▶ **Written instruction**
Retype the material verbatim, beginning with the line that contains "Question: Can you give the bounding box of the ocean?" and ending with the line that contains "[[219, 457, 290, 481]]", including both of those lines.

[Entries on locating named things]
+++

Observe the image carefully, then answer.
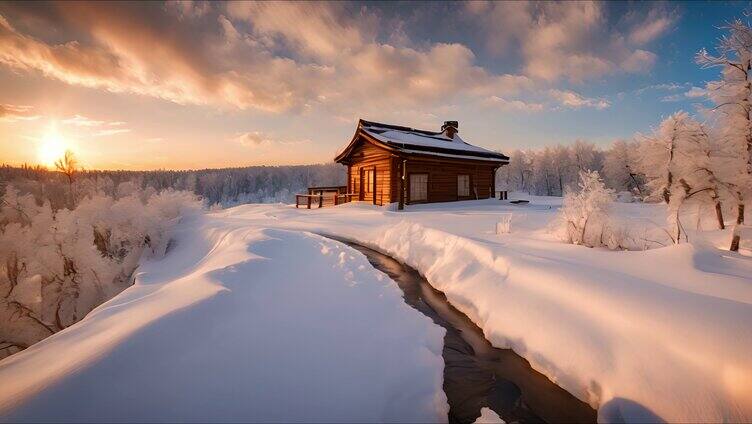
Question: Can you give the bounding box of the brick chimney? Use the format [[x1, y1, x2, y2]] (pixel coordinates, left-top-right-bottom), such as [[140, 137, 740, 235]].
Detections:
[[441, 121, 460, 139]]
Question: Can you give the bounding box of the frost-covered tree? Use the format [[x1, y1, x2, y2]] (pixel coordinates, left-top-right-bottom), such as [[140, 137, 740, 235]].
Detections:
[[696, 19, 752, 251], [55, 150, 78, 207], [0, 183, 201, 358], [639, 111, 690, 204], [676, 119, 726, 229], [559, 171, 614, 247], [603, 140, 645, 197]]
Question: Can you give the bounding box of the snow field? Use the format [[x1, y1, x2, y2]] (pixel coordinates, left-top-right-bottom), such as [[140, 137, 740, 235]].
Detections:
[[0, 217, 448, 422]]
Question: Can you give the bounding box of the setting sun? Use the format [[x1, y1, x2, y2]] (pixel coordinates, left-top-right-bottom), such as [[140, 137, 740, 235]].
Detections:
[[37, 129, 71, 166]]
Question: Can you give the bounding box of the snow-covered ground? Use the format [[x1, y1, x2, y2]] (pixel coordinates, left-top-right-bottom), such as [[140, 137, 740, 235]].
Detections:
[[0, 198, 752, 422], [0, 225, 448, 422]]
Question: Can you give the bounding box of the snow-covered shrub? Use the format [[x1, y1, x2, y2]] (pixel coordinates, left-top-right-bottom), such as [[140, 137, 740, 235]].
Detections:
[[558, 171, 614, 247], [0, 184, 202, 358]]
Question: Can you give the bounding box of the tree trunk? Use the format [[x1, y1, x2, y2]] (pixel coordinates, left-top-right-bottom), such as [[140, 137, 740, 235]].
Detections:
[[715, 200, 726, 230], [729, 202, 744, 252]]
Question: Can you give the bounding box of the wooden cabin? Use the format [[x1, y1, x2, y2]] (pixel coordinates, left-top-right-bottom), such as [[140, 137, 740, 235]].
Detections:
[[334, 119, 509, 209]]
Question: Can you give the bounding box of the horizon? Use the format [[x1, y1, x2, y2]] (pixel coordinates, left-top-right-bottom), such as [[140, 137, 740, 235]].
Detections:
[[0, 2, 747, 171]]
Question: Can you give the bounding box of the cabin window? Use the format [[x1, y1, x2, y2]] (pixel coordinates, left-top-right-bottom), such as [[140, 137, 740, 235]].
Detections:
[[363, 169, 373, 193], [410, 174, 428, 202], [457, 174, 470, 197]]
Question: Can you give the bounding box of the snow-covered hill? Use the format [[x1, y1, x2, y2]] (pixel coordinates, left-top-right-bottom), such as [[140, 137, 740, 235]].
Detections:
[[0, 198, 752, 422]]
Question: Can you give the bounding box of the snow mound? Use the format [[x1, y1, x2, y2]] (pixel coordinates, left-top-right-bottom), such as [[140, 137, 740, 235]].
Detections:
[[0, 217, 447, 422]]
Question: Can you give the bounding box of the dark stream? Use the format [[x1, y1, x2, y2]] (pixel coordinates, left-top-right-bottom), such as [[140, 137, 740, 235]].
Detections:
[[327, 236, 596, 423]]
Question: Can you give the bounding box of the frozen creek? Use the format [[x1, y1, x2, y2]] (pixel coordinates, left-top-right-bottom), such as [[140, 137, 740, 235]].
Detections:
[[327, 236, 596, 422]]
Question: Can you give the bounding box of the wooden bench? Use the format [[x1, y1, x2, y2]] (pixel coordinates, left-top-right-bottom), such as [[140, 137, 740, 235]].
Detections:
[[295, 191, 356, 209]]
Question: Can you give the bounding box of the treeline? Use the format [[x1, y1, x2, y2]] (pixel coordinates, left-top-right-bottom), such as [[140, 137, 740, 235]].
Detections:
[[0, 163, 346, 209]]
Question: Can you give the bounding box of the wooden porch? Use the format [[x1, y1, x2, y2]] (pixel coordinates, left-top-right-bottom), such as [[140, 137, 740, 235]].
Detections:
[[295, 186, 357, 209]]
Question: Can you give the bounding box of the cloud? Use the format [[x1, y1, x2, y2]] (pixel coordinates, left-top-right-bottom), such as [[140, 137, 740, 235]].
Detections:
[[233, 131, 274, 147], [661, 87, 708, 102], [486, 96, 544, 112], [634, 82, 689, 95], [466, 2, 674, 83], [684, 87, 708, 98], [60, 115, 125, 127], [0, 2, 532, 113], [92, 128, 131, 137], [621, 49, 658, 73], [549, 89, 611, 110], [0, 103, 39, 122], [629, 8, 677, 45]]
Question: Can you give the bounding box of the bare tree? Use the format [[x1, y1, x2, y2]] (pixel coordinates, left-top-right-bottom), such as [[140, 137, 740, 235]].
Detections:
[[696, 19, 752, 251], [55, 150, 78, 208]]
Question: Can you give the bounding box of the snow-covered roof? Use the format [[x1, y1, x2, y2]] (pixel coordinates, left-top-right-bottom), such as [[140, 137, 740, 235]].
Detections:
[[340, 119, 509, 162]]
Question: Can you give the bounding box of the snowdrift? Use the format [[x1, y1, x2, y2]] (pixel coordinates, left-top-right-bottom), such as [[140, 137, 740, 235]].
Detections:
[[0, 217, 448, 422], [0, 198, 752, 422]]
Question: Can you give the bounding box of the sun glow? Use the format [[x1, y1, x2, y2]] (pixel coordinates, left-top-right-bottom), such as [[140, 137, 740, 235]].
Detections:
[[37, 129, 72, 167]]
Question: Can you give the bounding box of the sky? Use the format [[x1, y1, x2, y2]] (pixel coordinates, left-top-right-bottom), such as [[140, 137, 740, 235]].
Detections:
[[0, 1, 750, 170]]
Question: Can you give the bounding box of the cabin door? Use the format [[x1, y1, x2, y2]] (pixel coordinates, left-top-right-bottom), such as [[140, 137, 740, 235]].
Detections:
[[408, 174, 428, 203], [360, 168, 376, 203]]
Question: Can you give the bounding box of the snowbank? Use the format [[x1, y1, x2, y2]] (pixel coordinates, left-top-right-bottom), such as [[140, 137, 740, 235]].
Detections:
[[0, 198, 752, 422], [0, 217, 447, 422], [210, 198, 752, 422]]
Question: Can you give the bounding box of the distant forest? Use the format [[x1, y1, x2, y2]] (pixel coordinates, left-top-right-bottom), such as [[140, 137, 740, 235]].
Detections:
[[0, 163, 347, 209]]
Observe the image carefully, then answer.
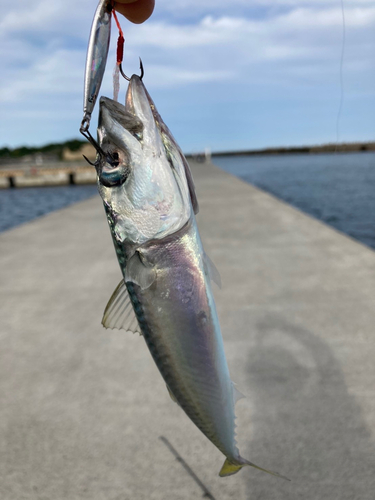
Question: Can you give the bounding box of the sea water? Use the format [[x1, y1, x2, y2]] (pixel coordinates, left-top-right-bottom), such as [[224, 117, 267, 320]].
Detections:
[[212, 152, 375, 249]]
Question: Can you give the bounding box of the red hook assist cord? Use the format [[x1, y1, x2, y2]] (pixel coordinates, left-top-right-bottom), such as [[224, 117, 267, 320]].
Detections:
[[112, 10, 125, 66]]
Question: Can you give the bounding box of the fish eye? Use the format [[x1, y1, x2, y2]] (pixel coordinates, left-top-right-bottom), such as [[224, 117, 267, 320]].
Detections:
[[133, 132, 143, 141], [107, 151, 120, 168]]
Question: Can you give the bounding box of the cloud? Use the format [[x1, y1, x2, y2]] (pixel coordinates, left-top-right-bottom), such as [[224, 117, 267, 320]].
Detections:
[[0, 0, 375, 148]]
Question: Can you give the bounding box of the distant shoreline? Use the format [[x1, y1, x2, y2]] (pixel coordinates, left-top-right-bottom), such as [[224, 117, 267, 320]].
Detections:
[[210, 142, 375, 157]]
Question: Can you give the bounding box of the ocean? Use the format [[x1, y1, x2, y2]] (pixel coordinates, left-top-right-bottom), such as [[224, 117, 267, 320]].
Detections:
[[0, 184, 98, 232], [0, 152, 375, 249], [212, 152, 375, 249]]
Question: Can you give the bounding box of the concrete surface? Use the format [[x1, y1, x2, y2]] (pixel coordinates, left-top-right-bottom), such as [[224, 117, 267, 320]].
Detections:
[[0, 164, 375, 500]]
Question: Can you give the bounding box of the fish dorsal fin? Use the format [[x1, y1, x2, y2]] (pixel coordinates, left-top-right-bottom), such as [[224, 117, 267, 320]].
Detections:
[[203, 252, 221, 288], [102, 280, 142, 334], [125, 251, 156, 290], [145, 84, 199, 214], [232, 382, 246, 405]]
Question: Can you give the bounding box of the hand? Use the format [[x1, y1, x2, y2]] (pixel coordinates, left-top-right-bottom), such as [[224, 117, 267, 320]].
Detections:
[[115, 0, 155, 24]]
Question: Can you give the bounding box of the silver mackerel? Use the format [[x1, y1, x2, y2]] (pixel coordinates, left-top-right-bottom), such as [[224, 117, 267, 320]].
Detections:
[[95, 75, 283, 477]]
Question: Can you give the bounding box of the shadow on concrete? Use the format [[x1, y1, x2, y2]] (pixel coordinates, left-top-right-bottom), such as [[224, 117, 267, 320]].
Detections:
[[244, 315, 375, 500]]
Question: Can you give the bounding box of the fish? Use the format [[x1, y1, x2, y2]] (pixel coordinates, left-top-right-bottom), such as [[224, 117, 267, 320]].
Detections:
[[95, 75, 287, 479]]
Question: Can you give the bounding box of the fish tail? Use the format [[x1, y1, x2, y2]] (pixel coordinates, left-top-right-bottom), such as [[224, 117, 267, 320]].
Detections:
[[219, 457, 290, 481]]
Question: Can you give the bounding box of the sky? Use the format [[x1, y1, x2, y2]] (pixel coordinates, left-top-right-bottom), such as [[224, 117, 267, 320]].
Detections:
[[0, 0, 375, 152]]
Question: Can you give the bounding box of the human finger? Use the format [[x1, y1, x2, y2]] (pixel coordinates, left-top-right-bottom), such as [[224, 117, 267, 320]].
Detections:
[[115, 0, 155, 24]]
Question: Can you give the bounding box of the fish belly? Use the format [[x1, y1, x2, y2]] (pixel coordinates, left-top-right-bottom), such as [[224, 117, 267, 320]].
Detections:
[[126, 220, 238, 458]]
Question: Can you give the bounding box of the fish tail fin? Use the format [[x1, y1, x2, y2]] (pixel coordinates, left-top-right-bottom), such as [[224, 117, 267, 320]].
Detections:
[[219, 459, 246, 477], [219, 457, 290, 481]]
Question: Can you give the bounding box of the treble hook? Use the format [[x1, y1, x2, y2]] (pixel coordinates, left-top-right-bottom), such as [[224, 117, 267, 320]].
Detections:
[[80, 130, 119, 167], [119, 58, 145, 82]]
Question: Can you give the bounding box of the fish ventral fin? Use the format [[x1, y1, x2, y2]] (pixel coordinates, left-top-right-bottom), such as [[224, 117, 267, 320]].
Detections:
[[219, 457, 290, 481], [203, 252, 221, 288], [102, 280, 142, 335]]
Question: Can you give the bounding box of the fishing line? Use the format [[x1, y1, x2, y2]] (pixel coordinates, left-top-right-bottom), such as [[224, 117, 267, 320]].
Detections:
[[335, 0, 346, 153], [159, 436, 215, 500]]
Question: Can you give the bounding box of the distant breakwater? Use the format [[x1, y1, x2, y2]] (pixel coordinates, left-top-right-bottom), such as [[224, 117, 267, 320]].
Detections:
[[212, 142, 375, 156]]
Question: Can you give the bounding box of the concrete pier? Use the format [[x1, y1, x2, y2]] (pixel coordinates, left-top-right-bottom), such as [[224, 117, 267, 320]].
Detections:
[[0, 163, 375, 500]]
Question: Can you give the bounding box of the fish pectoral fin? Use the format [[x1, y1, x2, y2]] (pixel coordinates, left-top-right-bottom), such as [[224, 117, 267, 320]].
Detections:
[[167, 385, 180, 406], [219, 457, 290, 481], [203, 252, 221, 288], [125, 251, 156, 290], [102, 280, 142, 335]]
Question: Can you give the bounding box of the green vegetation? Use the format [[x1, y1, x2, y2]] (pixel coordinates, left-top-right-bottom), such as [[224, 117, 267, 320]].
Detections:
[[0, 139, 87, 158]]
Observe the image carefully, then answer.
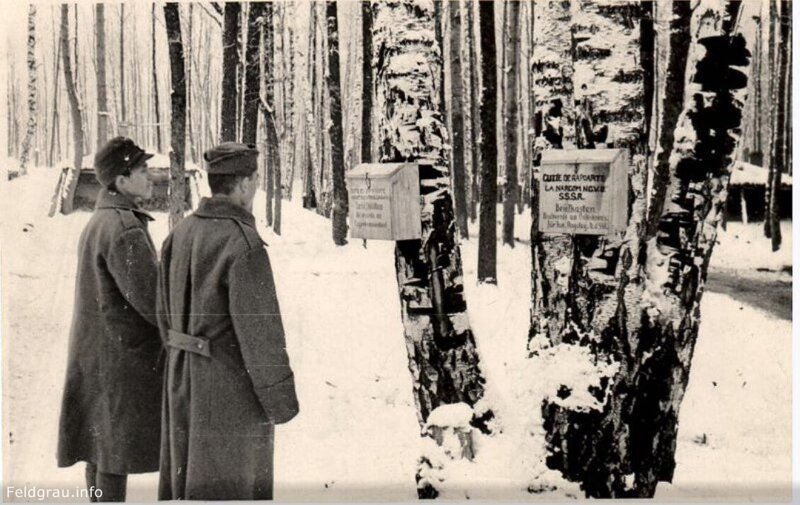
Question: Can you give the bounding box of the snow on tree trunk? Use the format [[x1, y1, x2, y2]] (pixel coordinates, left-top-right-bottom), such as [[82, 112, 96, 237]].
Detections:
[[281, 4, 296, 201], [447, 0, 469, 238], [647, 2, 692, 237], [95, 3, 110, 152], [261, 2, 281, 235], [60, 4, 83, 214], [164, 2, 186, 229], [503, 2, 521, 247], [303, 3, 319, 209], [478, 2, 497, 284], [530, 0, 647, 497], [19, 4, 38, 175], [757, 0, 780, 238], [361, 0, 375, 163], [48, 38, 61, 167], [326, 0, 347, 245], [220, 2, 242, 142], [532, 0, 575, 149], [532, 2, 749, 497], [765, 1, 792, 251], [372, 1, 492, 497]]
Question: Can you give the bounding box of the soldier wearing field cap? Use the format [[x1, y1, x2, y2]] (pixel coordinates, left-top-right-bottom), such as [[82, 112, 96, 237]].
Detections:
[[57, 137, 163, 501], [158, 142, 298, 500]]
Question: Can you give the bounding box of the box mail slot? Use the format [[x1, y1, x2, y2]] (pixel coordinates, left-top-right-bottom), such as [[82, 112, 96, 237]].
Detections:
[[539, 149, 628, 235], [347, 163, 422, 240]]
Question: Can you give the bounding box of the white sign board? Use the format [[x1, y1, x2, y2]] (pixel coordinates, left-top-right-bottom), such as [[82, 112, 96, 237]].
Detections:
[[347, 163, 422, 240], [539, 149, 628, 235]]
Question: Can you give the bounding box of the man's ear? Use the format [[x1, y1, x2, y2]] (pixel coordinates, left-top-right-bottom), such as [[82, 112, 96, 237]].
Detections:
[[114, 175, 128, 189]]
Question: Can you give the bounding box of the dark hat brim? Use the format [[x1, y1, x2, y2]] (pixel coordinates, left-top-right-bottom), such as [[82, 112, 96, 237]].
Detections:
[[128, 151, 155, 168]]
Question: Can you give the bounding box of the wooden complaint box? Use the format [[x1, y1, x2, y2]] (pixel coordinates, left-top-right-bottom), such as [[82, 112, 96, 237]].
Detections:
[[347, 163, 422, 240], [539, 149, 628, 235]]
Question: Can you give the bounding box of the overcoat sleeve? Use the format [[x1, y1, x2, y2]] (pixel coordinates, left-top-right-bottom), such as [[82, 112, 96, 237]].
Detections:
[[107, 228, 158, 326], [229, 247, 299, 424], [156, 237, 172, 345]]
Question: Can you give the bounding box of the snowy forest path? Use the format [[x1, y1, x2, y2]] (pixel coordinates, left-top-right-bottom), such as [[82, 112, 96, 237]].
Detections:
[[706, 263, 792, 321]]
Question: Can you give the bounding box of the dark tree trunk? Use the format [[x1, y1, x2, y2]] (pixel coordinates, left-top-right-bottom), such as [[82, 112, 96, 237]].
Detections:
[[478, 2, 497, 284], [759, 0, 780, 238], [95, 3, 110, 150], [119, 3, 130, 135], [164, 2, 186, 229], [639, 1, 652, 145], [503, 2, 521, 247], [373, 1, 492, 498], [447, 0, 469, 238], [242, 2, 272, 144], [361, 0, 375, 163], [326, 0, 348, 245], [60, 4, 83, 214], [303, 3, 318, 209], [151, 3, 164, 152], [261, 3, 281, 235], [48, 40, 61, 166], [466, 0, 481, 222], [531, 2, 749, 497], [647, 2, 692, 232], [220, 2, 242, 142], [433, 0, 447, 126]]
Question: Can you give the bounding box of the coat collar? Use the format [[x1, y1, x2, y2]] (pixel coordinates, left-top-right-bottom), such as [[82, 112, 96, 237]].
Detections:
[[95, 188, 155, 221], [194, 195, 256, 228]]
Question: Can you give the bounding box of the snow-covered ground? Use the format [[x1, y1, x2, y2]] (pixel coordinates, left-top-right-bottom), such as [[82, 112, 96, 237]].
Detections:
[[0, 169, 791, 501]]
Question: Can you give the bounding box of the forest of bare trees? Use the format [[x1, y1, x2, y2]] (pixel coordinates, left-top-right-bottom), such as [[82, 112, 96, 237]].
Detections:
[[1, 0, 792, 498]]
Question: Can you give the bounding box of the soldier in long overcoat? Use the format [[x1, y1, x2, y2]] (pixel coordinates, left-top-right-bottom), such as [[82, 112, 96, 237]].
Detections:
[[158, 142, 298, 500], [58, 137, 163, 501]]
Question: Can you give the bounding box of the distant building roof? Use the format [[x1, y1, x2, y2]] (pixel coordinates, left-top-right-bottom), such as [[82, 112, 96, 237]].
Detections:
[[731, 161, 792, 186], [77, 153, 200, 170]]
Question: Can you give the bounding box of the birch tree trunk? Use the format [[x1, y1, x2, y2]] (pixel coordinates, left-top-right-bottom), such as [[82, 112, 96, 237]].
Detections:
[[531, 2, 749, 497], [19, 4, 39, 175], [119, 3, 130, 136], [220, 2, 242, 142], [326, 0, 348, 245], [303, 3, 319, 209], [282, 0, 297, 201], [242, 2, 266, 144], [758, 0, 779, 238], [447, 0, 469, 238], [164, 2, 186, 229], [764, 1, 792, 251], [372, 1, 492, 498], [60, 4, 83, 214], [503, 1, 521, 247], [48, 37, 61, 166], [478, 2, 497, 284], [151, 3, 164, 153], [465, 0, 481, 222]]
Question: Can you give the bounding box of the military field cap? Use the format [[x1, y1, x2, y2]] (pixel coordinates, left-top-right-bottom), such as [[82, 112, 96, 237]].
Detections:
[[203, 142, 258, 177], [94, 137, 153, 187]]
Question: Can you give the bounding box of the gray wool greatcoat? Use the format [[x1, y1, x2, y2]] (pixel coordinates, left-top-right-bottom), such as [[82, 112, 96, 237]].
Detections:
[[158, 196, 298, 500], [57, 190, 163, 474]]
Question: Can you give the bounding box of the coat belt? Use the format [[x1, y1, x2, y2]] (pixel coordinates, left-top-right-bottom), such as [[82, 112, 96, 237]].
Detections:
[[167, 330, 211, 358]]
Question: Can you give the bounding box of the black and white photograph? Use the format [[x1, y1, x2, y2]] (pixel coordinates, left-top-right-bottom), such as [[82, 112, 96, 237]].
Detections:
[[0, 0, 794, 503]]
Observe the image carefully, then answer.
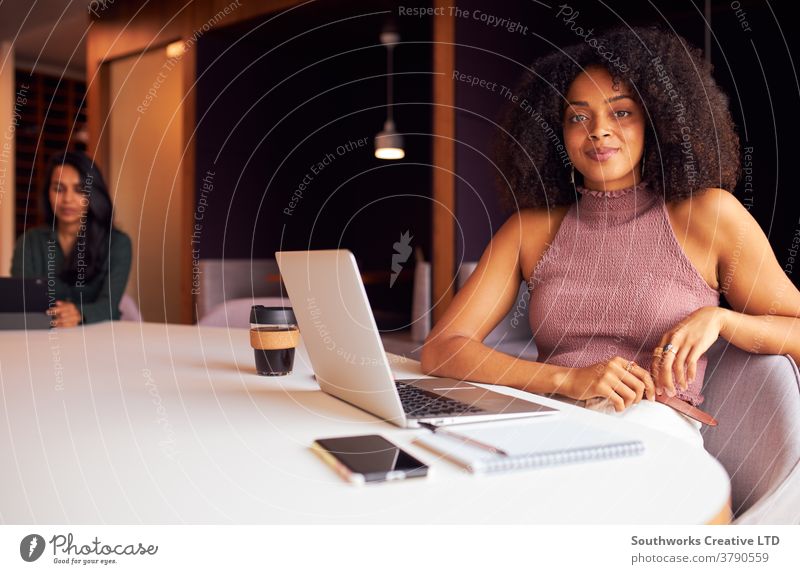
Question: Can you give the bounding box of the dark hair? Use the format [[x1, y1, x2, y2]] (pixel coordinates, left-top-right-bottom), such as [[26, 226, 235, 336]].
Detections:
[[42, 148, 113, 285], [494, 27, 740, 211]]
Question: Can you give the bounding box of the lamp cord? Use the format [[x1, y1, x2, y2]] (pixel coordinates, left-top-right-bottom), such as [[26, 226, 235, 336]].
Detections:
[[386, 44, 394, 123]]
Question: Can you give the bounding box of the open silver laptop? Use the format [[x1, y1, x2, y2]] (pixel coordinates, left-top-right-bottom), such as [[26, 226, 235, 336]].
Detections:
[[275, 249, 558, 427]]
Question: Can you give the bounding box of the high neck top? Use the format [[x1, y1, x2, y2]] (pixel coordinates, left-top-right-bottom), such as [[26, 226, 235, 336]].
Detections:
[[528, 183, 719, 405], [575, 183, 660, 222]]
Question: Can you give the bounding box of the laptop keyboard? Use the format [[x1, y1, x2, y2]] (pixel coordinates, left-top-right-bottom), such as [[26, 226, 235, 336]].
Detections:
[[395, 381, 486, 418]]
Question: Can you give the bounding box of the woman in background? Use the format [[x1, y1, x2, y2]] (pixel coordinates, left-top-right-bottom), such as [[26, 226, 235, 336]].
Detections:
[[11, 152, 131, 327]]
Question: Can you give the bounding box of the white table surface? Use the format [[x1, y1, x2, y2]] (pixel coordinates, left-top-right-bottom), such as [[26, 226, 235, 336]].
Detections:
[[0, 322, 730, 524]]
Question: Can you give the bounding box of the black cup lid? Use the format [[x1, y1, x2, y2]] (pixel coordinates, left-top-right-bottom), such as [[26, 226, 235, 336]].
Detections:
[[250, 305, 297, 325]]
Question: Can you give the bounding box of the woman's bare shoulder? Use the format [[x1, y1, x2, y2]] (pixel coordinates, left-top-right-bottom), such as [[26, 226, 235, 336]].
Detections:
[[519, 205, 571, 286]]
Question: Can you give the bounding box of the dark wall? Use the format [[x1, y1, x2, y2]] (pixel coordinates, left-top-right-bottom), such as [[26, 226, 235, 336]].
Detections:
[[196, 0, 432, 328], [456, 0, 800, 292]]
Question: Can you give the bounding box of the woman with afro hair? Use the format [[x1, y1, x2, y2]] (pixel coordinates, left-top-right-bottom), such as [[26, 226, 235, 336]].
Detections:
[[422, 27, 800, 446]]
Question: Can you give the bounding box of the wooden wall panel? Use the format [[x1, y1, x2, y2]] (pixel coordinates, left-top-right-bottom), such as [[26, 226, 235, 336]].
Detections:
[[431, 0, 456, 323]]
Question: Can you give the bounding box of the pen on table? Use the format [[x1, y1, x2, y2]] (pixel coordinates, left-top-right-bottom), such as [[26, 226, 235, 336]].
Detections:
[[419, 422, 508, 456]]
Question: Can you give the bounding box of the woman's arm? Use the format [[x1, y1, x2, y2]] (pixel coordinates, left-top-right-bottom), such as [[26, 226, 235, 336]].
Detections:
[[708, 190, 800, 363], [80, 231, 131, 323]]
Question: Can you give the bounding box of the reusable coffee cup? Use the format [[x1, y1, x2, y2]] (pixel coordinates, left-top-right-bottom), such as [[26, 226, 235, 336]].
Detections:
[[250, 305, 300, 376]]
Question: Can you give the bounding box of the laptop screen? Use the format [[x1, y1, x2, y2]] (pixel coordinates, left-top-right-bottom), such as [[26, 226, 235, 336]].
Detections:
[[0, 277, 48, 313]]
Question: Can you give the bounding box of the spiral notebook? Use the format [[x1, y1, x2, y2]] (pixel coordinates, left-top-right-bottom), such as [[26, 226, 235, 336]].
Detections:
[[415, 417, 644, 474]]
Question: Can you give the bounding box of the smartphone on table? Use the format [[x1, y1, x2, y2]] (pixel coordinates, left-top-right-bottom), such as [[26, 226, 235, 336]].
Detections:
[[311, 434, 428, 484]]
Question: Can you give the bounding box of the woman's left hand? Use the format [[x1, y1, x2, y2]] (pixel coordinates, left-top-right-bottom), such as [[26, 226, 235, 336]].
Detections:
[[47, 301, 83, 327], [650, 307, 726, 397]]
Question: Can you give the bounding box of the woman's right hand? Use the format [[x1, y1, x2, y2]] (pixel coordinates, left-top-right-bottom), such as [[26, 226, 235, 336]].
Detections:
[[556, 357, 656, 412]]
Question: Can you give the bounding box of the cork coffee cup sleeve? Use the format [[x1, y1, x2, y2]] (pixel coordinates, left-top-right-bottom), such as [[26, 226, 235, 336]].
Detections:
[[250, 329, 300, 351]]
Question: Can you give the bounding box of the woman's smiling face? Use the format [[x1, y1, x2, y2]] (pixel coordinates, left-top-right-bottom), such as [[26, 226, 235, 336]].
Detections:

+++

▶ **Written response**
Question: Can you give the bounding box of the ocean? Use the format [[x1, y1, x2, y2]] (pixel coordinates, left-top-right-bottom), such as [[224, 117, 267, 320]].
Detections:
[[0, 184, 98, 232], [0, 152, 375, 249], [212, 152, 375, 249]]
Question: Can you give the bounding box of the concrete surface? Use the format [[x1, y1, x2, y2]] (pixel coordinates, left-top-right-bottom), such as [[224, 117, 267, 320]].
Detections:
[[0, 164, 375, 500]]
Question: Can you give the bounding box of the fish dorsal fin? Use the format [[x1, y1, x2, y2]] (pixel coordinates, left-top-right-bottom), such as [[224, 117, 267, 320]].
Detections:
[[203, 252, 221, 288], [102, 280, 142, 334], [125, 251, 156, 290], [145, 84, 199, 214], [232, 382, 246, 405]]
Question: Can you give the bounding box of the hand? Use the format [[x1, y1, x2, y2]] (pixel coordinates, left-top-right-bottom), such as [[224, 117, 267, 320]].
Detections:
[[115, 0, 155, 24]]
Question: Can you give the bounding box of the silver mackerel? Use the format [[x1, y1, x2, y2]] (pixel coordinates, left-top-right-bottom), such as [[224, 117, 267, 320]].
Detections:
[[95, 75, 283, 477]]
Question: Can you give the bounding box of the shadow on concrete? Use the format [[x1, y1, x2, y2]] (pixel coordinates, left-top-right-bottom), such as [[224, 117, 267, 320]].
Detections:
[[244, 315, 375, 500]]
Question: Can you give the bounding box of the fish? Use the format [[x1, y1, x2, y2]] (pixel coordinates, left-top-right-bottom), such as [[224, 117, 267, 320]].
Detections:
[[95, 75, 287, 479]]
Question: Can you give the bounding box of the fish tail? Use the format [[x1, y1, x2, y2]] (pixel coordinates, left-top-right-bottom), such as [[224, 117, 267, 320]].
Detections:
[[219, 457, 290, 481]]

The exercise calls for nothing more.